Das Tolle daran, in einer Strafrechtskanzlei zu arbeiten, sei: «Dass wir viele spannende Fälle mitbekommen.» Allerdings nun aus Sicht der Gegenseite, nicht? «Ja, das stimmt, das war mir schon bewusst.» So fragte sie sich vor ihrem Start, wie sie damit umgehen würde, dass diejenigen, die sie vorher «eingebuchtet» habe, jetzt von ihren Chefs verteidigt würden. «Das war anfänglich schon ein moralisches Dilemma. Aber letztlich sagte ich mir, es braucht in einem funktionierenden Rechtssystem beide Seiten, einen Ankläger und einen Verteidiger.»

Geholfen habe ihr auch das Kanzleimotto: Wir verteidigen nicht Taten, sondern Menschen. «Hinter jeder Tat steckt ein Mensch, egal was er getan hat. Bei der Polizei und der Staatsanwaltschaft sieht man vor allem die Tat und weiss über den Täter oder die Täterin nur wenig. Hier ist es umgekehrt.» Manchmal seien schon bewegende Schicksal dahinter, allerdings rechtfertigt das in ihren Augen nach wie vor nie die Tat, «aber es eröffnet ein gewisses Verständnis dafür, wie etwas so weit kommen konnte». Da gebe es eben nicht nur schwarz und weiss, sondern auch Grautöne.

○ ○ ○ ○ ○ ○ ○

**AUFGABE**
Beantworte zum Textauszug über die Arbeit in einer Strafrechtskanzlei die folgenden Fragen:
(a) Was braucht es laut der Frau in einem funktionierenden Rechtssystem?
(b) Wie lautet das Motto der Kanzlei?
(c) Was gibt es laut dem letzten Satz außer Schwarz und Weiß noch?

**ROHDATEN**
○ ○ ○ ○ ○ ○ ○

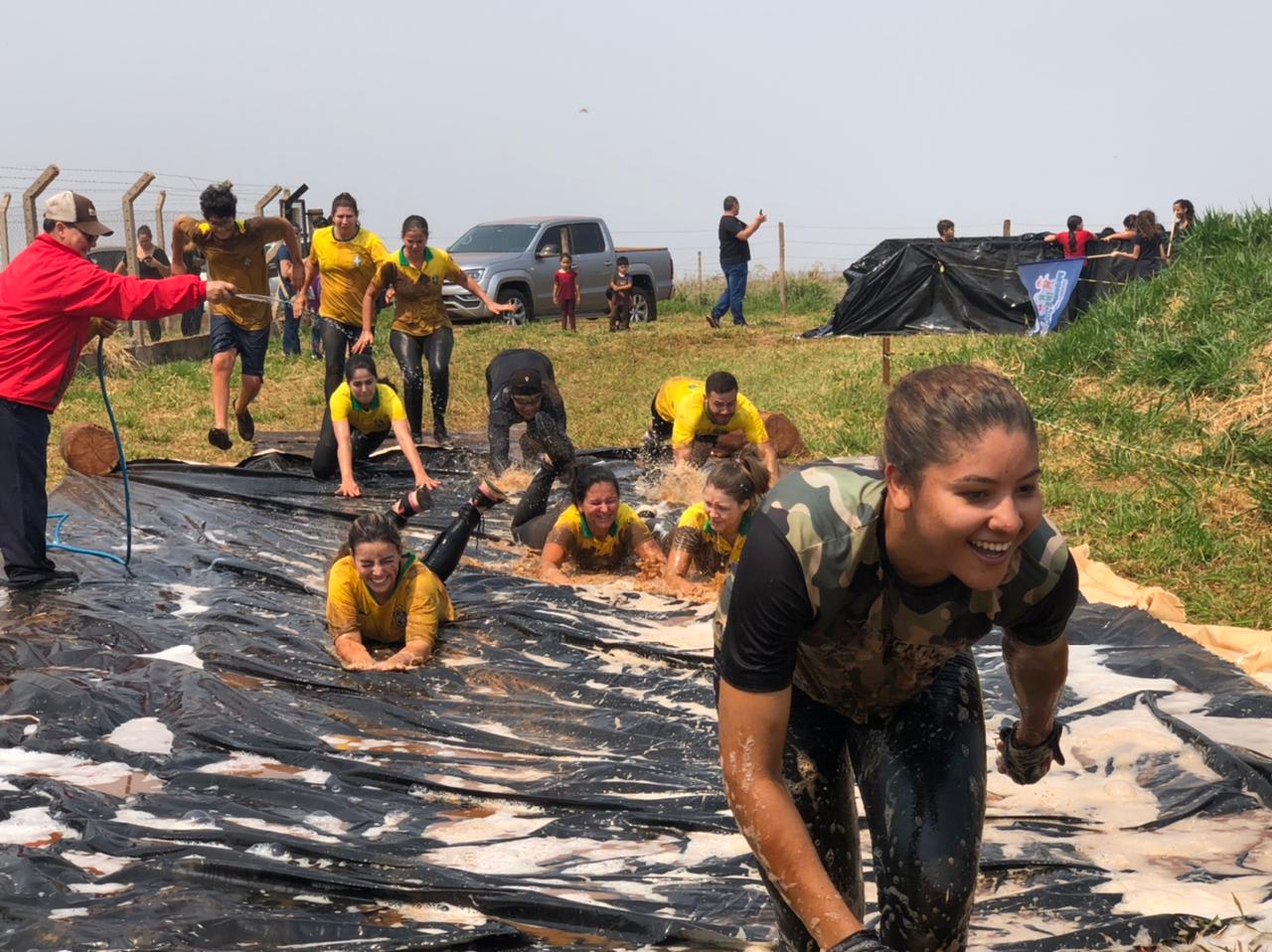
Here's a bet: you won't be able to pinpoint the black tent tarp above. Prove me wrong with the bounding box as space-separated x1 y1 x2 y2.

○ ○ ○ ○ ○ ○ ○

**LÖSUNG**
(a) Es braucht beide Seiten, einen Ankläger und einen Verteidiger.
(b) Wir verteidigen nicht Taten, sondern Menschen.
(c) Grautöne.